**Requirement**
Reproduce the material below only from the line with "# for each instance of the blue" to the line with "Target: tree bark", both included, keeping each line exact and dropping the pictures.

**Source material**
:::::
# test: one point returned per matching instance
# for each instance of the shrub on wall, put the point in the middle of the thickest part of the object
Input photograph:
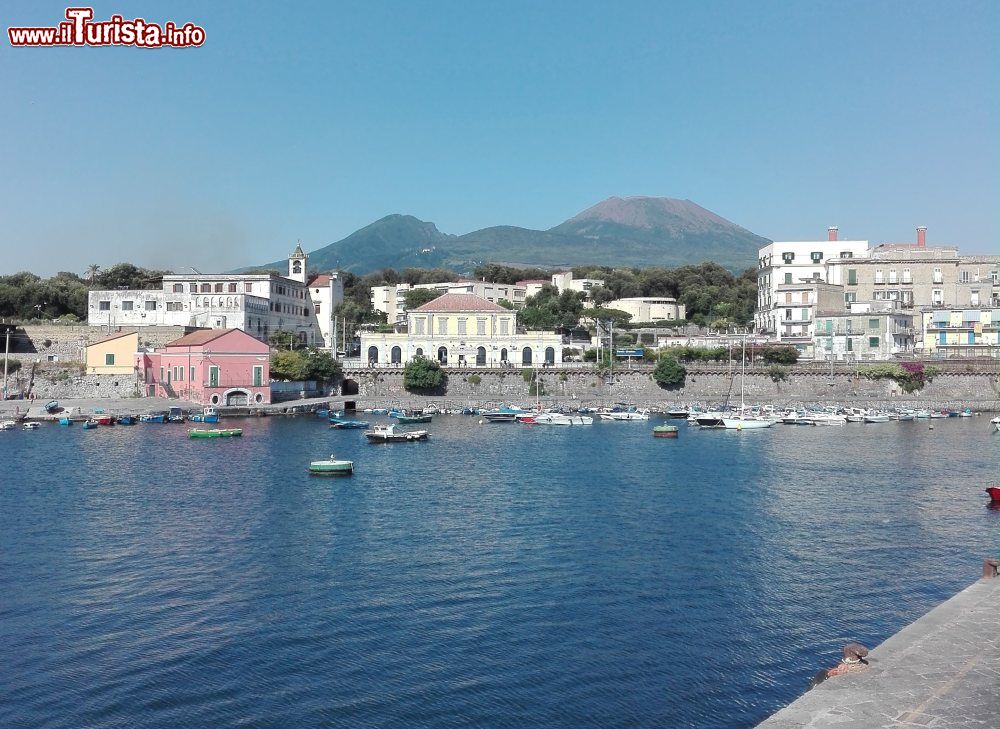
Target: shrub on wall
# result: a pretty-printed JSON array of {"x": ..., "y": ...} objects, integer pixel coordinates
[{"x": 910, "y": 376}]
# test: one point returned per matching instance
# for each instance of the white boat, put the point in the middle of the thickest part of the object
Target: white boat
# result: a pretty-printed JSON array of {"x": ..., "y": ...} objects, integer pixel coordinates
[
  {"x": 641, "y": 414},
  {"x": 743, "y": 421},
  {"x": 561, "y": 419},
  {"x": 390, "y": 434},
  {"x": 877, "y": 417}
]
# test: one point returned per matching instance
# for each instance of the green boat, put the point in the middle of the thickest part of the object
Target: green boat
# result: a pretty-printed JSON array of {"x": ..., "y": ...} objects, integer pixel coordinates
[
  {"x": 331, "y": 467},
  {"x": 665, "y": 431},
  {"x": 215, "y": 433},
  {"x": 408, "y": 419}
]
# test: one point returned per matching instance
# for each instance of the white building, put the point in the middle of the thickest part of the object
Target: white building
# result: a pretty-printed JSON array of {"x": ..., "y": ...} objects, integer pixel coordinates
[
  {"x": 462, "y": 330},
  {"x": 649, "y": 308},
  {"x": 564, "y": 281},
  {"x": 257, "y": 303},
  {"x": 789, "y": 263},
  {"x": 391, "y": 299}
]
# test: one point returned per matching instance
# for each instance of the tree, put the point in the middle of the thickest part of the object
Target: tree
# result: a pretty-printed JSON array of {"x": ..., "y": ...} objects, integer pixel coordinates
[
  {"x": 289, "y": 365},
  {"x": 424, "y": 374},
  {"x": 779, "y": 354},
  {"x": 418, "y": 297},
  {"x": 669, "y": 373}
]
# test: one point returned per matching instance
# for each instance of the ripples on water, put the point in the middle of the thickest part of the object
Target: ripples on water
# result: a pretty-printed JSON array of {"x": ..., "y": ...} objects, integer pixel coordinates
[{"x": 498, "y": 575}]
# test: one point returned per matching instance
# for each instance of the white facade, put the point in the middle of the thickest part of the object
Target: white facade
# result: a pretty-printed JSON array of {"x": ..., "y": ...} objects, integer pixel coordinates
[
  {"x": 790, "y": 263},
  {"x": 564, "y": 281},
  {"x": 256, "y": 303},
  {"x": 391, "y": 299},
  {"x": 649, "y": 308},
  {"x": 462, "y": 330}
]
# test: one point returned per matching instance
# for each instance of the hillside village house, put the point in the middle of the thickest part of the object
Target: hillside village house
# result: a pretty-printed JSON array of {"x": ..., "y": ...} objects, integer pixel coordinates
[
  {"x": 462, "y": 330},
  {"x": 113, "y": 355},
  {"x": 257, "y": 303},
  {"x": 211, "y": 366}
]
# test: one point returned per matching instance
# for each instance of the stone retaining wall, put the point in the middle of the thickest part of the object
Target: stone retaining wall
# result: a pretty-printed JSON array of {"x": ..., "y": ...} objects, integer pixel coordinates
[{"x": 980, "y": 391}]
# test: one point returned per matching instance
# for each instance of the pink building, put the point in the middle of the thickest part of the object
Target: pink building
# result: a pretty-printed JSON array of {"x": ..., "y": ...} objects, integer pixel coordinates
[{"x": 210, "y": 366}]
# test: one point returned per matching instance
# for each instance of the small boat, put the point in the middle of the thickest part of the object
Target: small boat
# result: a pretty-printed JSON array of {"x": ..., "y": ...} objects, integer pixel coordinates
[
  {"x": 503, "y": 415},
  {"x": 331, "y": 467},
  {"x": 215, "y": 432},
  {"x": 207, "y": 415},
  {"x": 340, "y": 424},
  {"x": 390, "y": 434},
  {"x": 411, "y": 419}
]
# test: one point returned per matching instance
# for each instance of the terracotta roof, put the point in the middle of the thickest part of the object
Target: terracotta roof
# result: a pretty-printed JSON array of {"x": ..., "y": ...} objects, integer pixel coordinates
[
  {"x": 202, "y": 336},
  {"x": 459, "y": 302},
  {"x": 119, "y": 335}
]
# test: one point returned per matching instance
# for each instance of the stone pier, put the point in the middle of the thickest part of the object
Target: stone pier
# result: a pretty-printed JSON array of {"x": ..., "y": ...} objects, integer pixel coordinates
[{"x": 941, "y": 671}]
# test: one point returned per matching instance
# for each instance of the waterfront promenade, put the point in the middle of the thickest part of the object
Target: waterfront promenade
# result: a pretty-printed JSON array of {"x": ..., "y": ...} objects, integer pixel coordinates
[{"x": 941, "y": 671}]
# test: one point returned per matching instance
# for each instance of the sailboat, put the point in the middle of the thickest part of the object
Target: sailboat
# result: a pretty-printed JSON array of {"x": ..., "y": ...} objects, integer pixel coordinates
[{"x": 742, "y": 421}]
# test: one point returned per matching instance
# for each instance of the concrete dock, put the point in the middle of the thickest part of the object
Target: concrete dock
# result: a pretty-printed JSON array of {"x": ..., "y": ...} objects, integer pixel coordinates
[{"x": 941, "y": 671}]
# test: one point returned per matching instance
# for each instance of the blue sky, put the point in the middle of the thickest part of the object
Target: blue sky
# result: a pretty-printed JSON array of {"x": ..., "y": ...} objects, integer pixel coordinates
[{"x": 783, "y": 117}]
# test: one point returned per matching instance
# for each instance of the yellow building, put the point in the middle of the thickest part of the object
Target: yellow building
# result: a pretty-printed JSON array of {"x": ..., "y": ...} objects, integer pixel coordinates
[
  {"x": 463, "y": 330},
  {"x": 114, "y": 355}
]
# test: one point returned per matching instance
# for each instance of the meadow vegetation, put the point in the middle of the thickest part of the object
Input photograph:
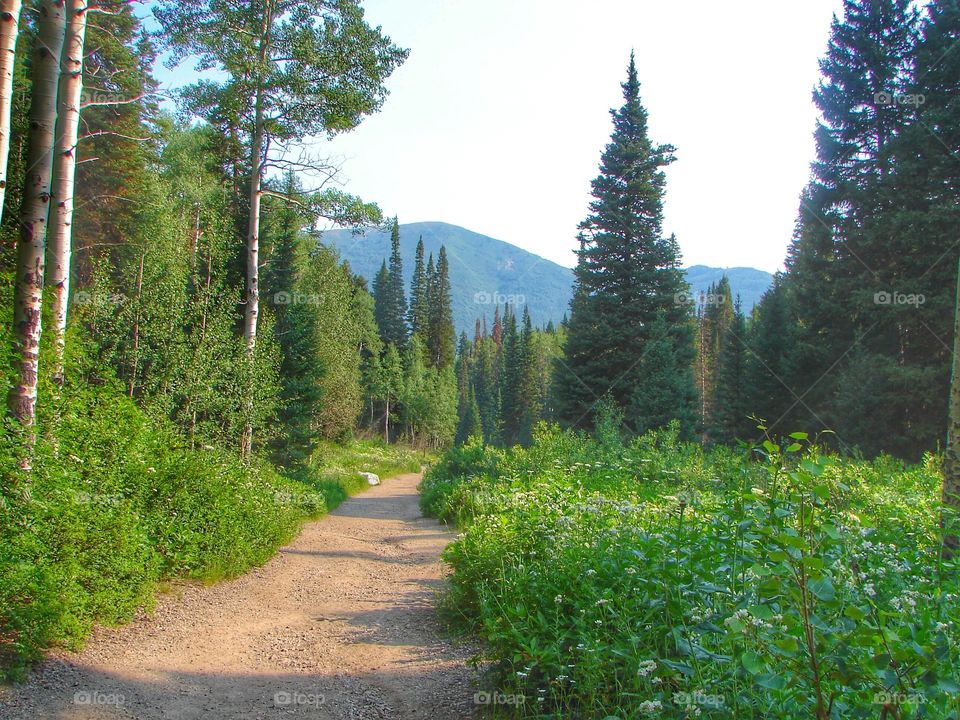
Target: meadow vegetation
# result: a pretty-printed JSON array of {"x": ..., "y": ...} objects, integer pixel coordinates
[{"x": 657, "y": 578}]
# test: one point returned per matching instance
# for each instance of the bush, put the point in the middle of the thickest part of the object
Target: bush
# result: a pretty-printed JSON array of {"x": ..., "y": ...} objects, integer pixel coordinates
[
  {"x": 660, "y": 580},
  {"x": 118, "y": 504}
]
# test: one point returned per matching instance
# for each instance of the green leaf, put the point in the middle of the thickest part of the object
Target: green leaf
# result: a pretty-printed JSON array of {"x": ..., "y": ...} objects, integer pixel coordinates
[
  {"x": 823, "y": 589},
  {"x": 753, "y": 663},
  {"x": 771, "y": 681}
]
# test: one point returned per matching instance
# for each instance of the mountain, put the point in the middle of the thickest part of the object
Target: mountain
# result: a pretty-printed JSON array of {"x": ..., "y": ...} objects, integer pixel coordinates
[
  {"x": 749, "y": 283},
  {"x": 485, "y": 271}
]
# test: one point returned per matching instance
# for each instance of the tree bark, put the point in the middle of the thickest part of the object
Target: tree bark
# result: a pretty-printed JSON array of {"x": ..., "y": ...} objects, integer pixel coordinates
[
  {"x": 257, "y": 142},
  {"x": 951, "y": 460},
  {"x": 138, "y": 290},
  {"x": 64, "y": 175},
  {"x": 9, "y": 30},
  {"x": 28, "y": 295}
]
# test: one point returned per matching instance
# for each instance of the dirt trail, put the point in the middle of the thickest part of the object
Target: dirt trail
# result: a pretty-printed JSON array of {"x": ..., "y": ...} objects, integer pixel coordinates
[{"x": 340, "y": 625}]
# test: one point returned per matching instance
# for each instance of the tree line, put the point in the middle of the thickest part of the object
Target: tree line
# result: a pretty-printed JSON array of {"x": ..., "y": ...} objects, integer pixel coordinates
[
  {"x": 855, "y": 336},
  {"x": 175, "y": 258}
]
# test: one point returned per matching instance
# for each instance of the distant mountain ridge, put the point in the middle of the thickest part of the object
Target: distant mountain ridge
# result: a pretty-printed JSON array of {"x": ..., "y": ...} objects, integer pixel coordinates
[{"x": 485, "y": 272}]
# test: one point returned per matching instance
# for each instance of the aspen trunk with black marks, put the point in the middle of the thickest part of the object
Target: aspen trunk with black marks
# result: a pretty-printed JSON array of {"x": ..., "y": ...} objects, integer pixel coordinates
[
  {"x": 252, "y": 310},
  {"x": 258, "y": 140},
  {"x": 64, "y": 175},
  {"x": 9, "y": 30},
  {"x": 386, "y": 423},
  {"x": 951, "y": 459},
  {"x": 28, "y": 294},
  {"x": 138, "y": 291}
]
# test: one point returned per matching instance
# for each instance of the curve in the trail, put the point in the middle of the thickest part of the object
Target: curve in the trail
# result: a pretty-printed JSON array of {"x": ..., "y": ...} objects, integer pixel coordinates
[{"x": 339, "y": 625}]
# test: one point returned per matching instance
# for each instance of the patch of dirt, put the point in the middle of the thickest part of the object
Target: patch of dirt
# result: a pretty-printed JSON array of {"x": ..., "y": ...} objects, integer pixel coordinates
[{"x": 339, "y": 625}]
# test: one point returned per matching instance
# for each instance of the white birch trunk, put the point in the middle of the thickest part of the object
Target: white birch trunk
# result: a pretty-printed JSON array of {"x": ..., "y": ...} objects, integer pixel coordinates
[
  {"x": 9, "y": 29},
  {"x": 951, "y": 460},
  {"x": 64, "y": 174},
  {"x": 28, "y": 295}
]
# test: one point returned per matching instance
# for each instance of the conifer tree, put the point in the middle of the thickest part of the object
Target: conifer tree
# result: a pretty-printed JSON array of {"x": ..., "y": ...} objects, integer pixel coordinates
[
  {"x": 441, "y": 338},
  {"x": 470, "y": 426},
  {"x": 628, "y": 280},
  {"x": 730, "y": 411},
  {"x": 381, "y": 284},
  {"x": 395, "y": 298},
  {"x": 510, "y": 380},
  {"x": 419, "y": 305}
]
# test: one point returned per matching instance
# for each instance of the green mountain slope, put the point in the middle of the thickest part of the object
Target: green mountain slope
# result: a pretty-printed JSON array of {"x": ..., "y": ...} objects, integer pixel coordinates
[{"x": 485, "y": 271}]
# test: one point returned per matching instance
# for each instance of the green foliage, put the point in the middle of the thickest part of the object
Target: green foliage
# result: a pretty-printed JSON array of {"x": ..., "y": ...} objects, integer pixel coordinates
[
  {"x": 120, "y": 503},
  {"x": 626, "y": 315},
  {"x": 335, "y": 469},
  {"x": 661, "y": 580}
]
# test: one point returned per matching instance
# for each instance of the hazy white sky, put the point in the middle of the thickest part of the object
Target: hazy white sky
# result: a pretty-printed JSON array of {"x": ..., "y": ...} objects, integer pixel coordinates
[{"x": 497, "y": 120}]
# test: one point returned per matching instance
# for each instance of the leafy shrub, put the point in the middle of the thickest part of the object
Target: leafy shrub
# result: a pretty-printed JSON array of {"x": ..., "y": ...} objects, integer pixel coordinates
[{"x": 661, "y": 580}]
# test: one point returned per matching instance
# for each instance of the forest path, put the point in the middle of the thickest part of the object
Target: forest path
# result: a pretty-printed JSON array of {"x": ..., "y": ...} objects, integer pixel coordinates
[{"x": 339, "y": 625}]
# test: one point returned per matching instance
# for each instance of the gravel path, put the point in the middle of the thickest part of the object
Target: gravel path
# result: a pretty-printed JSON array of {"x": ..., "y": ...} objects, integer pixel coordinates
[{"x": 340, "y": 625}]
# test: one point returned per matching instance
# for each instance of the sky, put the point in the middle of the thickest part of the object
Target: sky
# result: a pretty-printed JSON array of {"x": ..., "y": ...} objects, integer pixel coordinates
:::::
**Result of the exercise**
# for each instance of the blue sky, put the point in the middle of the thickest part of the object
Target: blue sky
# result: a pretty-printed JSON array of {"x": ..., "y": ...} objects, integer pixel coordinates
[{"x": 783, "y": 117}]
# test: one point returned per matching instance
# for each instance of the yellow building, put the point in the middle of the thickest part of the object
Target: yellow building
# result: a pretty-printed JSON array of {"x": ..., "y": ...} objects, integer pixel coordinates
[
  {"x": 463, "y": 330},
  {"x": 114, "y": 355}
]
# test: one point returned per matching instance
# for each instance of the meadow vegetation, put the point in the middle of the thickest part of the object
Input photograph:
Target: meadow vegetation
# result: a pretty-printed JSON array of {"x": ..., "y": ...} objects, integer pixel coordinates
[{"x": 657, "y": 578}]
# test: one point returned per matching instance
# for each instance of the bush, put the point in the middle of the thickest part of the object
Target: bush
# result: a pretty-printed JSON array of {"x": ..., "y": ...} objects, integer pixel coordinates
[
  {"x": 660, "y": 580},
  {"x": 118, "y": 504}
]
# test: one point returned per matching instance
# for each instance of the green leaf, put the point in the middle of the thickest part of the object
Target: green leaf
# result: a pretty-printed JSON array of {"x": ..., "y": ...} objects, integer pixel coordinates
[
  {"x": 823, "y": 589},
  {"x": 753, "y": 663},
  {"x": 771, "y": 681}
]
# test: one point returned per matching instance
# for each instance of the mountain, put the point in the middle of the thickest part of the object
Target: mountain
# result: a pretty-printed JSON array of {"x": ..., "y": ...} objects, integer pixel coordinates
[
  {"x": 749, "y": 283},
  {"x": 485, "y": 271}
]
# test: one point returned per matching instance
# for each instance of the tree bark, put the point in the middle of the thickest part of the object
Target: tree bark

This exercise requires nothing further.